--- Begin PROVIDED DATA ---

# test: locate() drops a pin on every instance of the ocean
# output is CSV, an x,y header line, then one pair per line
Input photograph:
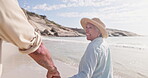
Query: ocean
x,y
71,49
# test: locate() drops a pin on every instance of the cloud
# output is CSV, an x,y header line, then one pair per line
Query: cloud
x,y
46,7
72,3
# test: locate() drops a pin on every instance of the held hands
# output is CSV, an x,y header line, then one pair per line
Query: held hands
x,y
53,74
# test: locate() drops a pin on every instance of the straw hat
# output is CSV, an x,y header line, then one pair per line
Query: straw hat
x,y
96,22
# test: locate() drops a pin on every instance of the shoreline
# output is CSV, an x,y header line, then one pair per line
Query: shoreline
x,y
127,63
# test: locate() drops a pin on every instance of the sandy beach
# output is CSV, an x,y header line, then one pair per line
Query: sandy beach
x,y
127,63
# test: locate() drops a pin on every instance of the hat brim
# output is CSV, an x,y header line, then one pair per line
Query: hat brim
x,y
102,29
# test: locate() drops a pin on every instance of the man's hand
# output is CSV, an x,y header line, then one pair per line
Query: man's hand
x,y
54,74
43,58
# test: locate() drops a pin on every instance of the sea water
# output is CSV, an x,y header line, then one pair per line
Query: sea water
x,y
71,49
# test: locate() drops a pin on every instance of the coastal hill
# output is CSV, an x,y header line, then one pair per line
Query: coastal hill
x,y
50,28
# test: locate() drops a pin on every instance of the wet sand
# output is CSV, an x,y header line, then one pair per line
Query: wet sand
x,y
127,63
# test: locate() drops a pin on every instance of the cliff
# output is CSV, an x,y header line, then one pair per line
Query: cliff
x,y
49,28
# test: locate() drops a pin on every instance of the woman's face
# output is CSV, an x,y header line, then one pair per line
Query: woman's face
x,y
92,31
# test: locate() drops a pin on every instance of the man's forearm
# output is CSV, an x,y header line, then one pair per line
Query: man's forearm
x,y
42,57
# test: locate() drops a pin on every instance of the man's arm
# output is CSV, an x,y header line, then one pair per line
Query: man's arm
x,y
43,58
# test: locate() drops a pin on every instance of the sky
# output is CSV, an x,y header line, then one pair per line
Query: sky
x,y
129,15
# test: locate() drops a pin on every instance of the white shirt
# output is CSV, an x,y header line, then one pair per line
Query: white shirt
x,y
96,62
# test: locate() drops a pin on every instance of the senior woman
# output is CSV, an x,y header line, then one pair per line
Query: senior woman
x,y
96,62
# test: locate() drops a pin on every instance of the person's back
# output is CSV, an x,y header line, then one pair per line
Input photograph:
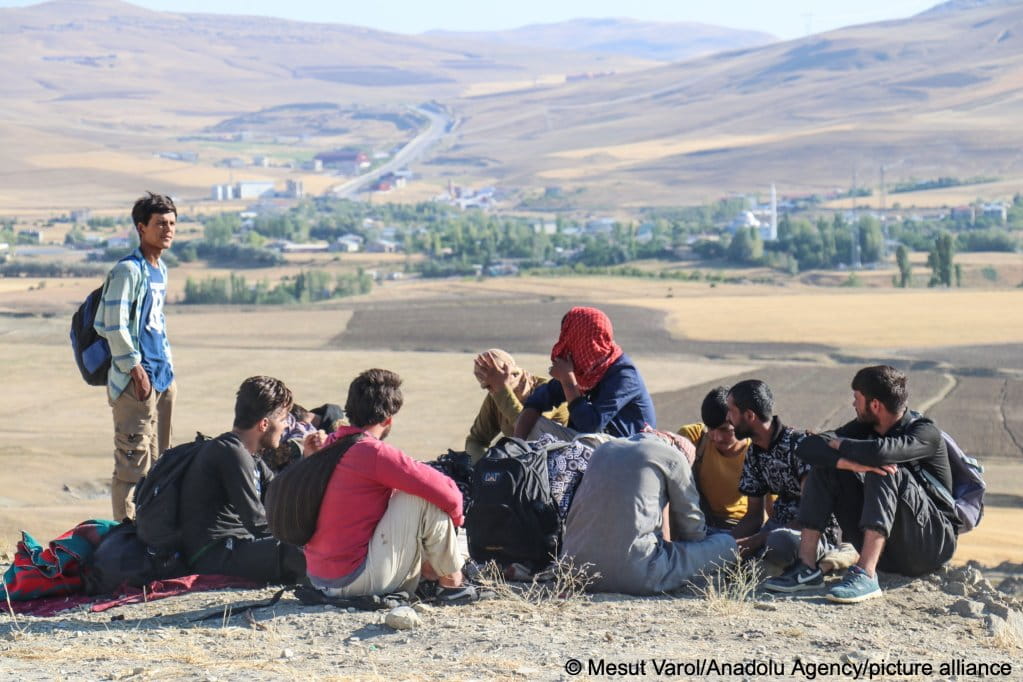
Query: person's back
x,y
224,486
357,497
386,520
615,521
223,521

--- End PROVIDED DATA ---

## [TASK STATEMENT]
Exclude the pictures and transcribe all of the entries exactly.

## [CORRECT ANSWER]
# test: locate() drops a pin on every instance of the ocean
# output is CSV, an x,y header line, then one pair per line
Input photograph:
Query: ocean
x,y
71,49
# test: locate() drops a pin on every instance of the cloud
# output is CSV, an x,y header line, then one pair per line
Query: cloud
x,y
46,7
72,3
# test: locate() drops a pin on every instance of the held hands
# output is CSV, an x,y header line, then one pair per line
Query: held hands
x,y
53,74
# test: locate() drops a pin on every instance of the straw hat
# output is CSV, an x,y header line, then one pair per line
Query: straw hat
x,y
96,22
# test: locate() drops a pin on every instance of the shoreline
# output is CSV, an x,y header line, then one pair per line
Query: shoreline
x,y
127,63
# test: locate() drops a pin on every instance of the sandy beach
# output is CSV, an x,y header line, then one pair per line
Query: sandy beach
x,y
127,63
# test: locate() drops a pin on every instance of the hat brim
# output is CSV, an x,y header line, then one pair per line
Query: hat brim
x,y
102,29
# test: locate() drops a pin on every instance of the man's hand
# output is CSV, an x,y header line, then one pair per line
Query: man's hand
x,y
54,74
43,58
# test: locate() drops a pin on every instance of the sea water
# output is CSV, an x,y header line, then one pair per line
Query: sea water
x,y
71,49
# test: locate() drops a pin on every instance of the coastal hill
# output is CSV, an x,y header line, then one pair per line
Query: coastal hill
x,y
50,28
# test: locate() drops a pin on every instance of the wet sand
# output is CSV, an x,y header line, then one pair per line
Query: wet sand
x,y
127,63
# test: locate() drops a pin on every instance of the cliff
# output is CSV, an x,y header line, then one pair per line
Query: cliff
x,y
49,28
# test: locate() drops a pin on every instance of the woman's face
# output is CSV, an x,y header line, then one pair per line
Query: woman's face
x,y
92,31
# test: locate() drops a pin on every instance of the man's forearm
# output is CSV, an x,y header line, then one pair per line
Query: man's forearm
x,y
42,57
# test: locate() drops a pin on every instance of the man's arm
# output is CSV, an x,y header line, then one pair per line
Query: man's arm
x,y
43,58
# test: locate() drops a pin on every instance of the sky
# output is CSV, an x,y header line, then one pair per line
Query: sky
x,y
129,15
# test: locate() drops a pin on every instance of the white shirt
# output is CSV, an x,y header line, then one pair per line
Query: white shirt
x,y
96,62
# test: locate() drops a pin on every instance of the senior woman
# output is CSV, an x,y header line, then one pair per line
Query: senior woman
x,y
96,62
# test: locate() drops a pin on every instance of the person's back
# output is CSV, an x,y header line, then one pair per line
Input photograph:
Query: person's back
x,y
224,486
357,497
386,520
615,521
223,521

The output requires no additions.